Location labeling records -
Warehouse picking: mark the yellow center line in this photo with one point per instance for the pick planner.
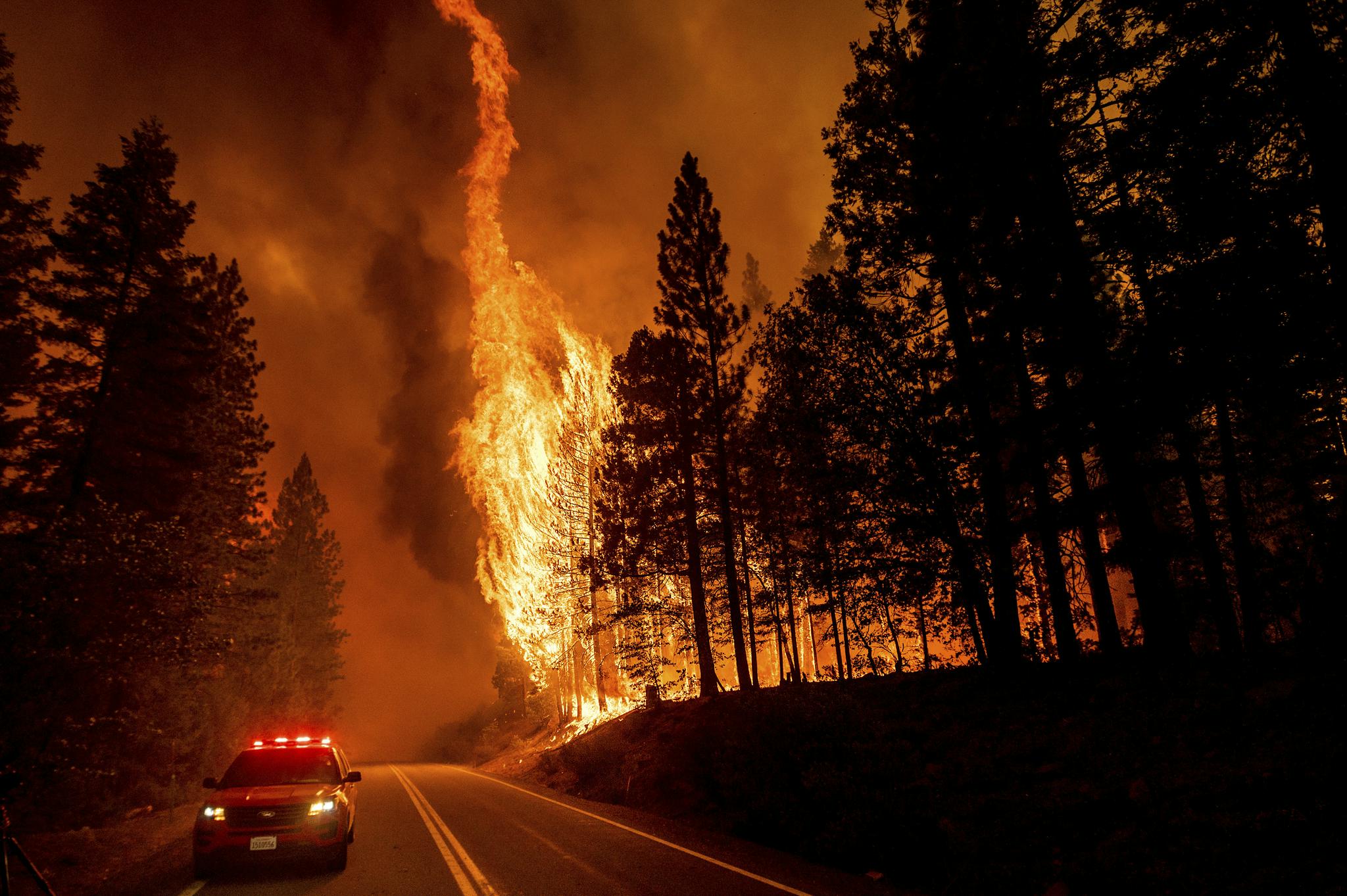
(640, 833)
(479, 878)
(465, 888)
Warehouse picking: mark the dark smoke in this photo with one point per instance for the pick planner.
(411, 293)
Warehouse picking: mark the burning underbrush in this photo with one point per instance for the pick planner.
(1091, 781)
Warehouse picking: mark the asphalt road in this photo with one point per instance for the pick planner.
(452, 830)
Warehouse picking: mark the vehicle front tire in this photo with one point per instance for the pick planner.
(339, 861)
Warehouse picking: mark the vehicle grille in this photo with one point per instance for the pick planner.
(249, 816)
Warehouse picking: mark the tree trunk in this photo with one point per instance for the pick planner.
(1246, 564)
(1048, 209)
(1087, 524)
(1323, 123)
(790, 610)
(1046, 509)
(893, 632)
(1004, 644)
(1213, 564)
(837, 601)
(748, 600)
(722, 493)
(595, 587)
(700, 628)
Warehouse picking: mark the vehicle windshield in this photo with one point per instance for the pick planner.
(289, 766)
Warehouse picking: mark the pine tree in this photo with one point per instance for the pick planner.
(23, 257)
(127, 338)
(651, 498)
(303, 564)
(693, 264)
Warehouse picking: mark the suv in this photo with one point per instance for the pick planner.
(287, 795)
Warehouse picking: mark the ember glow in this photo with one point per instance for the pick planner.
(527, 454)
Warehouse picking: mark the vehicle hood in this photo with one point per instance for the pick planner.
(274, 795)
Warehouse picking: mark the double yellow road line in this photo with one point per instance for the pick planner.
(461, 865)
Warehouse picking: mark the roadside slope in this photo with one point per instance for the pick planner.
(1098, 779)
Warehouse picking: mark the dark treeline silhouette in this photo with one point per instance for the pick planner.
(1062, 376)
(153, 615)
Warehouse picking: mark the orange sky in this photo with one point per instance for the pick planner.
(322, 140)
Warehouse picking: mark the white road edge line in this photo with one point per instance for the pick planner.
(465, 888)
(639, 833)
(458, 848)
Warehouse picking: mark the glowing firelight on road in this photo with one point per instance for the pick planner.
(538, 380)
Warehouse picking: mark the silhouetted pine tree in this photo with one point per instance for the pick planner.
(302, 568)
(650, 506)
(695, 310)
(23, 258)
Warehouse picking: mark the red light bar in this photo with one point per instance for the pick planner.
(302, 740)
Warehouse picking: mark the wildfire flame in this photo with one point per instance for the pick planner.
(542, 385)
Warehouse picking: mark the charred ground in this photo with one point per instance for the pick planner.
(1105, 778)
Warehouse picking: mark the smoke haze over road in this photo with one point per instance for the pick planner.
(322, 141)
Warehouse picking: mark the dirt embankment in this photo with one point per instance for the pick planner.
(147, 855)
(1102, 779)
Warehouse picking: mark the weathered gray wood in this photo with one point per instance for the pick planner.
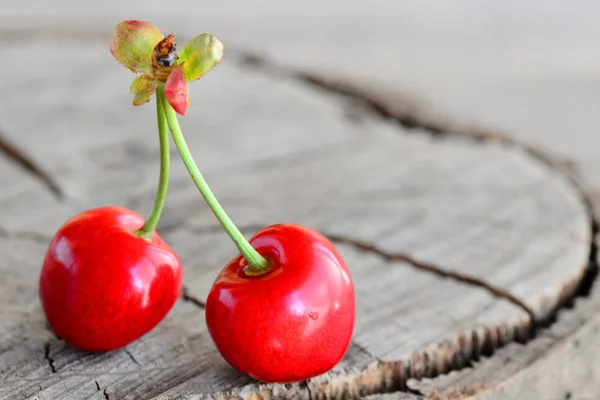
(399, 193)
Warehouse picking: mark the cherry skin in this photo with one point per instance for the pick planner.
(291, 323)
(101, 285)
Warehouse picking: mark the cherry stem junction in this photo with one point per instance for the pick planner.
(161, 193)
(256, 261)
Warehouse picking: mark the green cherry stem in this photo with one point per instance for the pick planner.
(256, 262)
(163, 181)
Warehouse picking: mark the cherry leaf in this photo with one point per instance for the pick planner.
(143, 96)
(133, 42)
(176, 90)
(200, 55)
(140, 83)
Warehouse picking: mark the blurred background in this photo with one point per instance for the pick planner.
(529, 68)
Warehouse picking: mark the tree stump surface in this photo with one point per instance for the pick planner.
(464, 251)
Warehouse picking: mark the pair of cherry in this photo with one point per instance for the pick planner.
(283, 310)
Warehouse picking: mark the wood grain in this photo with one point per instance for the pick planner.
(275, 149)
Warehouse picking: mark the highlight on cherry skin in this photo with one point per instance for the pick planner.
(103, 286)
(292, 321)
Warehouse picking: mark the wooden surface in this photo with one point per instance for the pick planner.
(453, 243)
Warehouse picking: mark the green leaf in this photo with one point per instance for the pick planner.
(200, 55)
(140, 83)
(143, 92)
(133, 42)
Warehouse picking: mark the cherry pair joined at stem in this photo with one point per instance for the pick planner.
(281, 311)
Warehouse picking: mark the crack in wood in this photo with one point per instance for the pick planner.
(397, 257)
(17, 156)
(133, 358)
(48, 358)
(433, 269)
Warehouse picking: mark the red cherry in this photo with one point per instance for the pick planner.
(101, 285)
(293, 322)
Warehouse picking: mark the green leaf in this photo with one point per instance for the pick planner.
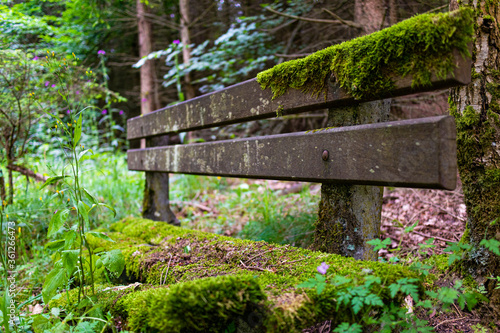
(55, 311)
(108, 207)
(70, 260)
(89, 196)
(357, 304)
(54, 280)
(491, 244)
(372, 299)
(69, 239)
(52, 180)
(114, 261)
(394, 288)
(78, 131)
(57, 221)
(379, 244)
(80, 155)
(100, 235)
(83, 210)
(452, 258)
(55, 245)
(41, 323)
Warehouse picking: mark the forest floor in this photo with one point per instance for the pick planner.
(432, 219)
(441, 215)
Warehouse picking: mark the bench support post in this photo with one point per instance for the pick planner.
(350, 215)
(156, 204)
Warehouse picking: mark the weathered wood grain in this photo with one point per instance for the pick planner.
(247, 101)
(410, 153)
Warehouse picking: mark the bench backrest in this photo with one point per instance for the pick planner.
(408, 153)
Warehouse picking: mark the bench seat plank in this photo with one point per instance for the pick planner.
(247, 101)
(409, 153)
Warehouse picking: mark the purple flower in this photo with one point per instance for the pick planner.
(322, 268)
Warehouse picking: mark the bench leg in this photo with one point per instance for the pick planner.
(350, 215)
(156, 205)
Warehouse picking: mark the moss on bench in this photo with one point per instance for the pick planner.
(197, 281)
(366, 66)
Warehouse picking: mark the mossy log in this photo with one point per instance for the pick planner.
(192, 281)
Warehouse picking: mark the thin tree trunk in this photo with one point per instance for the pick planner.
(350, 215)
(186, 41)
(148, 100)
(477, 112)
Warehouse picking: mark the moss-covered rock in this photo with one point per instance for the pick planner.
(366, 66)
(193, 281)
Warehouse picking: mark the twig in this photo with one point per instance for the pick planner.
(429, 236)
(349, 23)
(168, 267)
(307, 19)
(437, 206)
(27, 172)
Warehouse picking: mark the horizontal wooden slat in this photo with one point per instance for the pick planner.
(247, 101)
(410, 153)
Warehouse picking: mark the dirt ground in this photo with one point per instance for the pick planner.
(440, 215)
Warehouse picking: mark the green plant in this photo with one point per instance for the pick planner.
(75, 261)
(243, 49)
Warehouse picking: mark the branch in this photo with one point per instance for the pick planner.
(190, 25)
(303, 18)
(27, 172)
(349, 23)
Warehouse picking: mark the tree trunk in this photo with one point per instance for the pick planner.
(350, 215)
(373, 15)
(477, 112)
(148, 99)
(156, 195)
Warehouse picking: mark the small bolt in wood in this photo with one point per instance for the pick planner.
(325, 155)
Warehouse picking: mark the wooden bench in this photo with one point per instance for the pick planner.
(351, 162)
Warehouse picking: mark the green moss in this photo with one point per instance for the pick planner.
(239, 279)
(366, 67)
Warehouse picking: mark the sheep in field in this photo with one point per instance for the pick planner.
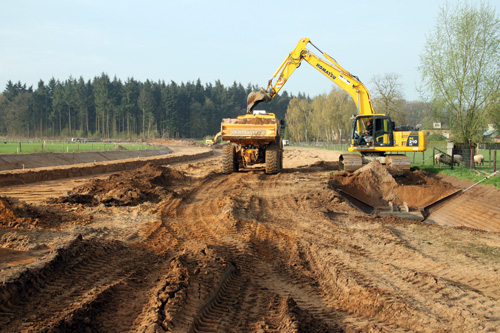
(478, 160)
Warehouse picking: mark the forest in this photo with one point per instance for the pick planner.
(109, 108)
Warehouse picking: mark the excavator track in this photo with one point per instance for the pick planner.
(398, 161)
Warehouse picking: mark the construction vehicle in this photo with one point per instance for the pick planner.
(372, 135)
(253, 139)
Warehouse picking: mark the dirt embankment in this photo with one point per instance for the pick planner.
(29, 161)
(186, 248)
(15, 177)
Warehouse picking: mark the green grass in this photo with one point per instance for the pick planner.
(63, 147)
(464, 173)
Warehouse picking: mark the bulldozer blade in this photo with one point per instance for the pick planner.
(427, 210)
(255, 97)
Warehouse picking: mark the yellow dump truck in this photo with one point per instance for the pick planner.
(253, 138)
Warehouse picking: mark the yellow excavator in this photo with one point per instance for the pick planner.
(373, 135)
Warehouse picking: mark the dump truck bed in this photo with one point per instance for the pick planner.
(250, 129)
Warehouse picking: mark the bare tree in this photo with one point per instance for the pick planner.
(459, 65)
(388, 96)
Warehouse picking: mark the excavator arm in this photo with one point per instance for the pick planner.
(329, 67)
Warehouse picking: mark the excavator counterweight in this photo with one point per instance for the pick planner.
(372, 135)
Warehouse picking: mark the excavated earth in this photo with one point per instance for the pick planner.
(182, 247)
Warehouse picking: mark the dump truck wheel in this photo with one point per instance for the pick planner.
(272, 159)
(229, 162)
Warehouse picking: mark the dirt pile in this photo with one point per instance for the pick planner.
(17, 214)
(129, 188)
(378, 186)
(248, 252)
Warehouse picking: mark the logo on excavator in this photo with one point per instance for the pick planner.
(327, 72)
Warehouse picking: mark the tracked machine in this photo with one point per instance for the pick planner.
(373, 135)
(253, 138)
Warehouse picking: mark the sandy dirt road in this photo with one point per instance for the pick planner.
(185, 248)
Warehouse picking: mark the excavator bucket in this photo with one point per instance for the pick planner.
(255, 97)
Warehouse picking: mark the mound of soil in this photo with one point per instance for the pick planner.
(378, 186)
(129, 188)
(18, 214)
(119, 148)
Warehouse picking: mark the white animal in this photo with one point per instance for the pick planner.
(458, 159)
(437, 158)
(478, 160)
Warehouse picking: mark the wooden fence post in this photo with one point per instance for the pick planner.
(495, 161)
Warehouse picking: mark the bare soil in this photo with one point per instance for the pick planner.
(183, 247)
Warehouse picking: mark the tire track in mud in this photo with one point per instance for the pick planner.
(258, 253)
(76, 286)
(360, 286)
(239, 300)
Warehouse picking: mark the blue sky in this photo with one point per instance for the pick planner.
(230, 41)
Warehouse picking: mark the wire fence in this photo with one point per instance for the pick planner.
(491, 159)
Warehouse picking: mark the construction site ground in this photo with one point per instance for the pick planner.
(172, 244)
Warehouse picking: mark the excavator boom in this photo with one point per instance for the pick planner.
(329, 67)
(373, 135)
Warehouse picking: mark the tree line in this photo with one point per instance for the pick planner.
(105, 108)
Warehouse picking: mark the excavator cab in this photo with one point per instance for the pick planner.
(372, 131)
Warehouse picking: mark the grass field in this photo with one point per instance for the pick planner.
(424, 160)
(64, 147)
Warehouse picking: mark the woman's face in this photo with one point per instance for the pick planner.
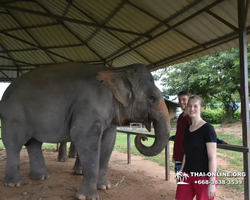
(183, 99)
(194, 108)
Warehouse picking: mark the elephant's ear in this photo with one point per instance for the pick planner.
(118, 83)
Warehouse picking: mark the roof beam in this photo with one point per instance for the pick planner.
(6, 76)
(4, 49)
(222, 20)
(31, 27)
(164, 23)
(155, 28)
(196, 49)
(76, 36)
(15, 60)
(58, 17)
(36, 46)
(31, 36)
(167, 30)
(46, 48)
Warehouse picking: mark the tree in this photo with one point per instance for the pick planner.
(215, 77)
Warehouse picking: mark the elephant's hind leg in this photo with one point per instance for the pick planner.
(38, 170)
(107, 145)
(12, 176)
(13, 146)
(62, 157)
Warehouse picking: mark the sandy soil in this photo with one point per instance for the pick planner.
(140, 180)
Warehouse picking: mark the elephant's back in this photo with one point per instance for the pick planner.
(50, 84)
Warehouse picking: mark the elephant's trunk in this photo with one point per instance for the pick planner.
(161, 122)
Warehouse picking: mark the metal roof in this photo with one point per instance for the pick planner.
(157, 33)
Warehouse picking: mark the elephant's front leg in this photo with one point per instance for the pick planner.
(62, 157)
(107, 146)
(88, 144)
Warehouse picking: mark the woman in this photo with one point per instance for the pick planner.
(200, 156)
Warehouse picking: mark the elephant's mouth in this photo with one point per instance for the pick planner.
(147, 123)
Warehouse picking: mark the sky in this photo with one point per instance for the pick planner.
(3, 87)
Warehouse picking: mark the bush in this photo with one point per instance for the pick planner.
(212, 116)
(237, 115)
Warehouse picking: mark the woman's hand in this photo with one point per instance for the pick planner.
(211, 191)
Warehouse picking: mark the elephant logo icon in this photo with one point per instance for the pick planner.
(181, 177)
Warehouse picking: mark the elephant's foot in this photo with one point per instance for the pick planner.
(77, 170)
(15, 182)
(62, 159)
(87, 194)
(72, 155)
(39, 176)
(103, 184)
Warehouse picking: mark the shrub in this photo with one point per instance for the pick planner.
(237, 115)
(214, 116)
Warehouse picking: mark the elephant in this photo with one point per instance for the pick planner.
(84, 104)
(62, 156)
(62, 152)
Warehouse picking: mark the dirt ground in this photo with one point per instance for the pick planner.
(140, 180)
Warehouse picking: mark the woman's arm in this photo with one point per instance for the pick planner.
(212, 164)
(183, 162)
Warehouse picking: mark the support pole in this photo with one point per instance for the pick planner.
(242, 12)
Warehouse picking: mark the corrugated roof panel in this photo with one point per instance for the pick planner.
(84, 32)
(7, 22)
(165, 46)
(5, 62)
(77, 54)
(32, 57)
(227, 10)
(127, 38)
(123, 20)
(105, 44)
(204, 29)
(98, 10)
(11, 43)
(53, 36)
(9, 74)
(27, 19)
(57, 7)
(159, 8)
(189, 12)
(127, 60)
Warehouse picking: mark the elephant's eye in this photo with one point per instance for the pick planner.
(152, 97)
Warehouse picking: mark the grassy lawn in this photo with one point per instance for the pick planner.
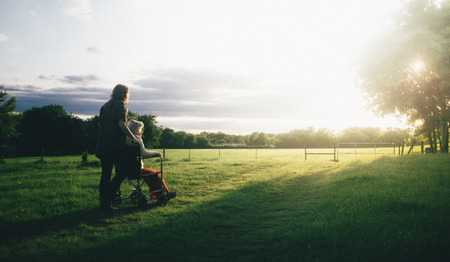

Required task - Find every line in the material above that contains the word "excavator", matching case exactly, and copy each of those lines.

Result of the exercise -
Warehouse picking: mark the excavator track in this photo with one point per instance for the pick planner.
Warehouse picking: mark the yellow excavator in this photo with one point per instance for the pick planner.
Warehouse picking: mark the excavator arm in this photo with one point per instance for the pick planner.
Warehouse picking: mark the excavator counterweight in this photo with one point per instance for the pick planner.
Warehouse picking: mark the logo on excavator in this photo with one point per instance for the pick planner.
Warehouse picking: mark the excavator bucket in this photo with one point per instance for the pick planner.
Warehouse picking: mark the excavator boom in this photo with one point per instance for the pick planner.
Warehouse picking: mark the excavator cab in this photo with one point per instance for the pick planner.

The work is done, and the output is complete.